# START OF LISTING

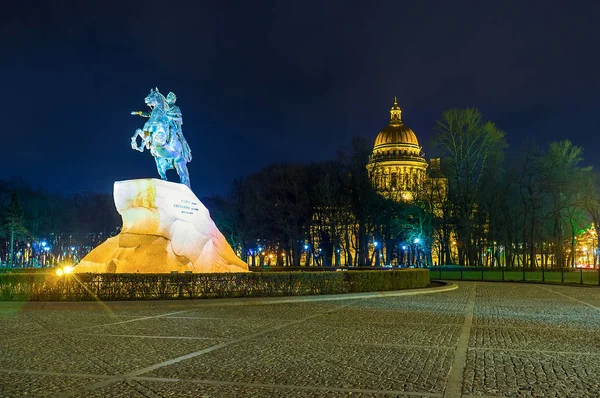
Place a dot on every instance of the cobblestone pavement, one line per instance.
(480, 340)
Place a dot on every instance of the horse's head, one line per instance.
(155, 99)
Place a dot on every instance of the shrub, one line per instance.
(50, 287)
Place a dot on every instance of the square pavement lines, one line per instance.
(319, 363)
(196, 389)
(89, 354)
(20, 385)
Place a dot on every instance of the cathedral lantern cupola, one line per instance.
(395, 113)
(397, 166)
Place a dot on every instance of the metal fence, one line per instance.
(579, 276)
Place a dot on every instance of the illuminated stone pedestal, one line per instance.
(165, 228)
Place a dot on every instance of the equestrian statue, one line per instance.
(162, 135)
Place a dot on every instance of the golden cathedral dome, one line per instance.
(396, 133)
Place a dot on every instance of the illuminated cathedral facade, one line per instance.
(397, 166)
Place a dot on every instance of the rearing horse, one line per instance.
(164, 143)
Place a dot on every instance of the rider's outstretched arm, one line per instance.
(141, 113)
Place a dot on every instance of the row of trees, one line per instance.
(39, 227)
(481, 208)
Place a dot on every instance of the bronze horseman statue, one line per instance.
(162, 135)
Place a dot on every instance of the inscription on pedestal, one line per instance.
(186, 206)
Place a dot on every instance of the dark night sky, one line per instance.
(282, 81)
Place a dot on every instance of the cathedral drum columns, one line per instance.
(398, 158)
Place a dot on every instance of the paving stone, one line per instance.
(319, 363)
(525, 341)
(225, 328)
(527, 374)
(89, 354)
(145, 389)
(20, 385)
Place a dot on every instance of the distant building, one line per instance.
(397, 166)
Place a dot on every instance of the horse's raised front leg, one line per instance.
(138, 133)
(184, 176)
(162, 166)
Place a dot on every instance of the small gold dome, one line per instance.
(396, 134)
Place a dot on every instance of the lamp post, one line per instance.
(417, 259)
(307, 254)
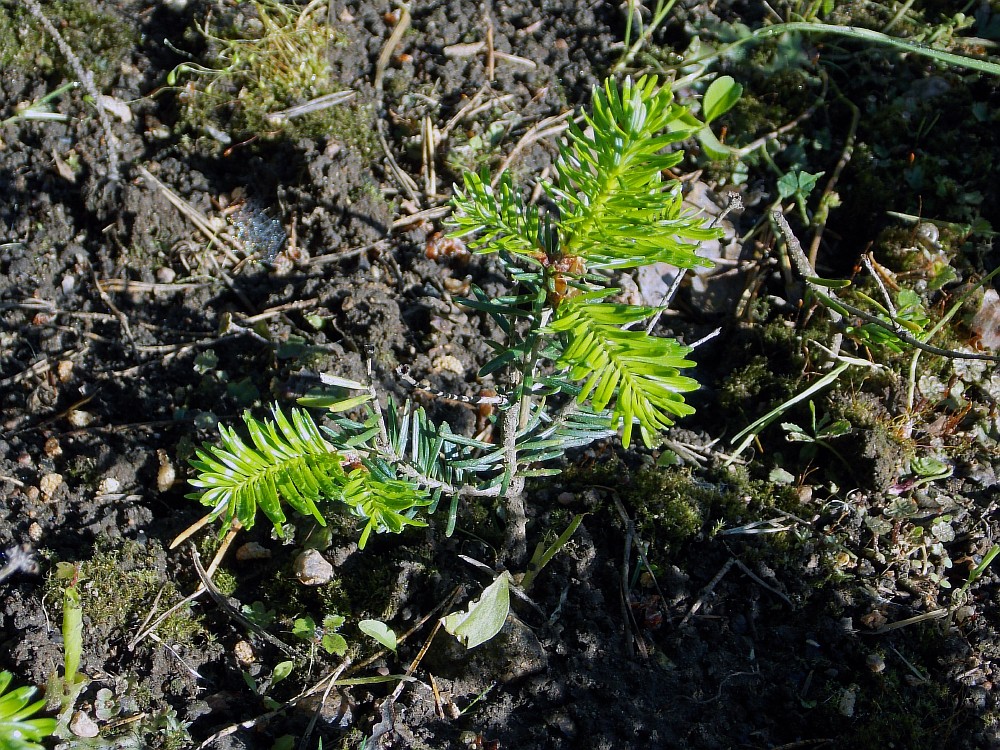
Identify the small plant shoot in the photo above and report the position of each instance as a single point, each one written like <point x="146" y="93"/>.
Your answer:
<point x="573" y="364"/>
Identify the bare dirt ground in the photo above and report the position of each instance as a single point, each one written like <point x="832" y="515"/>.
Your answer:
<point x="777" y="608"/>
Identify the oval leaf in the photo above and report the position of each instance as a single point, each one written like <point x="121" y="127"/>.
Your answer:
<point x="281" y="671"/>
<point x="720" y="97"/>
<point x="485" y="616"/>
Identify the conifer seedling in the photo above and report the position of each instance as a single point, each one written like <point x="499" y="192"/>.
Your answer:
<point x="573" y="364"/>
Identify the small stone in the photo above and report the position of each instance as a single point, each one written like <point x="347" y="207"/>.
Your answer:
<point x="49" y="484"/>
<point x="253" y="551"/>
<point x="166" y="475"/>
<point x="79" y="418"/>
<point x="963" y="613"/>
<point x="64" y="370"/>
<point x="83" y="726"/>
<point x="52" y="448"/>
<point x="846" y="704"/>
<point x="448" y="363"/>
<point x="312" y="569"/>
<point x="875" y="663"/>
<point x="108" y="486"/>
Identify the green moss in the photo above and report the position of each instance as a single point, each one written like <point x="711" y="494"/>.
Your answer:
<point x="101" y="41"/>
<point x="261" y="58"/>
<point x="118" y="587"/>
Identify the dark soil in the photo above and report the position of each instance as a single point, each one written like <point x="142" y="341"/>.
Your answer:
<point x="126" y="337"/>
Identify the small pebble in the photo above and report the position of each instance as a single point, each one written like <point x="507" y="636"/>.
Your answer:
<point x="49" y="484"/>
<point x="846" y="704"/>
<point x="244" y="653"/>
<point x="64" y="370"/>
<point x="166" y="475"/>
<point x="108" y="486"/>
<point x="875" y="663"/>
<point x="312" y="569"/>
<point x="253" y="551"/>
<point x="79" y="418"/>
<point x="52" y="448"/>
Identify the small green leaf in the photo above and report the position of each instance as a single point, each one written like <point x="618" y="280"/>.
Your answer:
<point x="304" y="628"/>
<point x="781" y="476"/>
<point x="380" y="632"/>
<point x="930" y="467"/>
<point x="333" y="622"/>
<point x="334" y="643"/>
<point x="829" y="283"/>
<point x="720" y="97"/>
<point x="484" y="617"/>
<point x="281" y="671"/>
<point x="798" y="184"/>
<point x="712" y="146"/>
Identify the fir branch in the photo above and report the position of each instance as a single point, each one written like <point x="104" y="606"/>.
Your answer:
<point x="500" y="217"/>
<point x="616" y="211"/>
<point x="638" y="372"/>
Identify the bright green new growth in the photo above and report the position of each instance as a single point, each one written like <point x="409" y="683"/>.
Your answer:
<point x="291" y="460"/>
<point x="564" y="341"/>
<point x="17" y="730"/>
<point x="613" y="210"/>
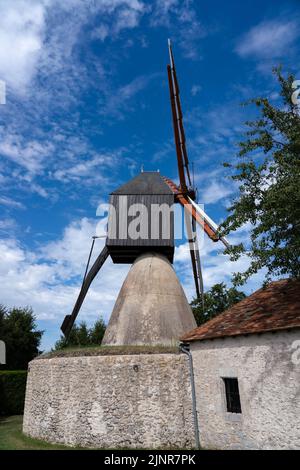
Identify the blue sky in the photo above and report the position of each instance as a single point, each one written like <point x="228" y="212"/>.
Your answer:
<point x="87" y="104"/>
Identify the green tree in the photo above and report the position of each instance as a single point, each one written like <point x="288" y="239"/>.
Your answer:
<point x="83" y="336"/>
<point x="268" y="174"/>
<point x="18" y="331"/>
<point x="97" y="332"/>
<point x="216" y="300"/>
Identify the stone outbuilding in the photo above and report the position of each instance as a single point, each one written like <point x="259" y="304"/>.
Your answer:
<point x="247" y="372"/>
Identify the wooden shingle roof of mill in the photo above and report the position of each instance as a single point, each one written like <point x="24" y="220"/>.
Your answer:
<point x="275" y="307"/>
<point x="147" y="182"/>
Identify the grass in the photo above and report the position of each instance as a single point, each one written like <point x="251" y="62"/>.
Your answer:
<point x="12" y="438"/>
<point x="110" y="350"/>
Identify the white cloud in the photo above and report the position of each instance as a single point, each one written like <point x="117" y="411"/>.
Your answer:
<point x="49" y="279"/>
<point x="269" y="39"/>
<point x="9" y="202"/>
<point x="28" y="154"/>
<point x="214" y="192"/>
<point x="21" y="38"/>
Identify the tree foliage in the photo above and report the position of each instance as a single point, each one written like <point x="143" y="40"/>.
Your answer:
<point x="268" y="174"/>
<point x="83" y="336"/>
<point x="216" y="300"/>
<point x="22" y="339"/>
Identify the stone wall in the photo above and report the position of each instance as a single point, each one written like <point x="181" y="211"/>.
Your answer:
<point x="268" y="370"/>
<point x="131" y="401"/>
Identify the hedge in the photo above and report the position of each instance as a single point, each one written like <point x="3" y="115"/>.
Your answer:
<point x="12" y="391"/>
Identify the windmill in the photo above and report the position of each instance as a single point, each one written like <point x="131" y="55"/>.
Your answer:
<point x="164" y="311"/>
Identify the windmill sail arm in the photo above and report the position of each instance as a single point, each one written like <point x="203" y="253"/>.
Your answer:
<point x="208" y="221"/>
<point x="70" y="319"/>
<point x="192" y="248"/>
<point x="208" y="225"/>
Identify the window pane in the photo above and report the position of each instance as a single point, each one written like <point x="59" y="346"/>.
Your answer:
<point x="232" y="395"/>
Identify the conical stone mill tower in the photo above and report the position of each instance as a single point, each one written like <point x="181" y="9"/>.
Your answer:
<point x="151" y="308"/>
<point x="136" y="392"/>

# END OF LISTING

◆ **WHAT YOU SHOULD DO**
Give every line above again exactly, with no pictures.

◆ **EXERCISE ANSWER**
Place a dot on every instance of the cobblestone pavement, one line per instance.
(480, 340)
Place a dot on every instance of the horse's head, one line per instance.
(155, 99)
Place a dot on every instance of the shrub, one line per instance.
(50, 287)
Place a dot on every instance of the square pavement lines, one line per instance.
(319, 363)
(196, 389)
(89, 354)
(20, 385)
Place a dot on every instance of the cathedral lantern cupola, one line per instance.
(395, 113)
(397, 166)
Place a dot on every instance of the metal fence, one line per instance.
(579, 276)
Place a dot on every instance of the illuminated stone pedestal, one line per instance.
(165, 228)
Place a dot on every instance of the equestrian statue, one line per instance.
(162, 135)
Place a dot on every instance of the golden cathedral dome, one line per instance.
(396, 133)
Place a dot on every instance of the illuminated cathedral facade, one line per instance.
(397, 166)
Place a dot on every instance of the rearing horse, one line per instance.
(164, 143)
Place a dot on every instance of the rider's outstretched arm, one line per instance.
(141, 113)
Place a dot on every instance of the row of trees, one line per instance.
(39, 227)
(481, 208)
Place a dot on every instance of the bronze horseman statue, one line per instance.
(162, 135)
Place a dot on every instance of the inscription on pedestal, one line per instance.
(186, 206)
Place a dot on every instance of the dark night sky, one line per instance.
(282, 81)
Place a dot on every instance of the cathedral drum columns, one line per instance.
(398, 158)
Place a dot on every instance of the paving stone, one line per instance.
(319, 363)
(525, 341)
(225, 328)
(527, 374)
(89, 354)
(145, 389)
(20, 385)
Place a dot on every instance of the distant building, one line per instance.
(397, 166)
Place a dot on every instance of the horse's raised front leg, one line per instance.
(138, 133)
(184, 176)
(162, 166)
Place a dot on every instance of the small gold dome, one line per instance.
(396, 134)
Place a dot on every instance of the lamp post, one line per instance.
(417, 259)
(307, 254)
Identify the small plant shoot in the photo above and report the position of each instance as a single point, each one written like <point x="146" y="93"/>.
Your answer:
<point x="573" y="364"/>
Identify the bare dirt ground in the photo above and report the position of each instance as a single point, each one written like <point x="832" y="515"/>.
Your answer:
<point x="777" y="608"/>
Identify the oval leaf in the photo above and report the position of each instance as a single point, each one written like <point x="121" y="127"/>.
Your answer:
<point x="281" y="671"/>
<point x="720" y="97"/>
<point x="485" y="616"/>
Identify the conifer seedling in the photo above and report the position of each instance as a single point, each one written like <point x="499" y="192"/>.
Your answer:
<point x="573" y="364"/>
Identify the small stone in the photo above and report the position of each instance as a single point, each one written like <point x="347" y="207"/>.
Your answer:
<point x="49" y="484"/>
<point x="253" y="551"/>
<point x="166" y="475"/>
<point x="79" y="418"/>
<point x="963" y="613"/>
<point x="64" y="370"/>
<point x="83" y="726"/>
<point x="52" y="448"/>
<point x="846" y="704"/>
<point x="448" y="363"/>
<point x="312" y="569"/>
<point x="875" y="663"/>
<point x="108" y="486"/>
Identify the green moss in the photo above and report the position of each instance as a single point, each one written like <point x="711" y="494"/>.
Your answer:
<point x="101" y="41"/>
<point x="261" y="58"/>
<point x="118" y="587"/>
Identify the dark soil in the photo above and report the position of each instance as a single point, each one written like <point x="142" y="341"/>.
Your answer:
<point x="126" y="337"/>
Identify the small pebble in the photo above and report the position of each instance as a single point, each one written like <point x="507" y="636"/>.
Your answer:
<point x="49" y="484"/>
<point x="846" y="704"/>
<point x="244" y="653"/>
<point x="64" y="370"/>
<point x="166" y="475"/>
<point x="108" y="486"/>
<point x="875" y="663"/>
<point x="312" y="569"/>
<point x="253" y="551"/>
<point x="79" y="418"/>
<point x="52" y="448"/>
Identify the small green leaf in the photo above and report the position of each instance as a single point, each one written like <point x="618" y="280"/>.
Your answer:
<point x="304" y="628"/>
<point x="781" y="476"/>
<point x="380" y="632"/>
<point x="930" y="467"/>
<point x="333" y="622"/>
<point x="334" y="643"/>
<point x="829" y="283"/>
<point x="720" y="97"/>
<point x="484" y="617"/>
<point x="281" y="671"/>
<point x="798" y="184"/>
<point x="712" y="146"/>
Identify the fir branch in the photo above and report the position of each instance as a single point, each one written like <point x="104" y="606"/>.
Your answer:
<point x="500" y="217"/>
<point x="616" y="211"/>
<point x="638" y="372"/>
Identify the bright green new growth in the photo above and report the position of each instance as a single point, each one written like <point x="409" y="683"/>.
Your answer:
<point x="291" y="460"/>
<point x="564" y="341"/>
<point x="17" y="730"/>
<point x="613" y="210"/>
Identify the blue sky in the photo above and report the position of each instance as a single point, each one written like <point x="228" y="212"/>.
Your answer:
<point x="87" y="104"/>
Identify the green tree in the photo above and report the position of each instance as a single point, each one written like <point x="288" y="239"/>.
Your answer:
<point x="83" y="336"/>
<point x="268" y="174"/>
<point x="18" y="331"/>
<point x="97" y="332"/>
<point x="216" y="300"/>
Identify the stone outbuilding in the photo above and report the position of each instance as a single point, each one written like <point x="259" y="304"/>.
Your answer:
<point x="247" y="372"/>
Identify the wooden shingle roof of mill in the photo above and report the position of each instance as a single point, each one written like <point x="24" y="220"/>.
Your answer:
<point x="275" y="307"/>
<point x="147" y="182"/>
Identify the grass in the photo above and report the position of each instance as a single point, each one written like <point x="251" y="62"/>.
Your answer:
<point x="12" y="438"/>
<point x="110" y="350"/>
Identify the white cloud in the photo above and report the position of each instance as a single point, each one written like <point x="117" y="411"/>.
Your answer:
<point x="49" y="279"/>
<point x="269" y="39"/>
<point x="9" y="202"/>
<point x="28" y="154"/>
<point x="214" y="192"/>
<point x="21" y="38"/>
Identify the tree foliage in the photo above and report the position of each instance as a single point, each one written like <point x="143" y="40"/>.
Your answer:
<point x="268" y="174"/>
<point x="83" y="336"/>
<point x="216" y="300"/>
<point x="22" y="339"/>
Identify the stone wall in the photo above and report the position of each instance as a single point, each one written like <point x="181" y="211"/>.
Your answer:
<point x="268" y="370"/>
<point x="131" y="401"/>
Identify the hedge in the photo above and report the position of each instance as a single point, each one written like <point x="3" y="115"/>.
Your answer:
<point x="12" y="391"/>
Identify the windmill in the photo above and report the position of each instance as a single point, each one written like <point x="131" y="55"/>.
Your answer:
<point x="164" y="311"/>
Identify the windmill sail arm in the photo above and report the position of each instance as a single point, each one written like <point x="203" y="253"/>.
Your answer:
<point x="208" y="221"/>
<point x="70" y="319"/>
<point x="192" y="248"/>
<point x="208" y="225"/>
Identify the window pane in the photo above and report the position of each instance as a single point, each one written like <point x="59" y="346"/>.
Your answer:
<point x="232" y="395"/>
Identify the conical stone mill tower in the photo above and report the position of each instance as a single point, each one written like <point x="181" y="9"/>.
Your answer:
<point x="151" y="308"/>
<point x="136" y="392"/>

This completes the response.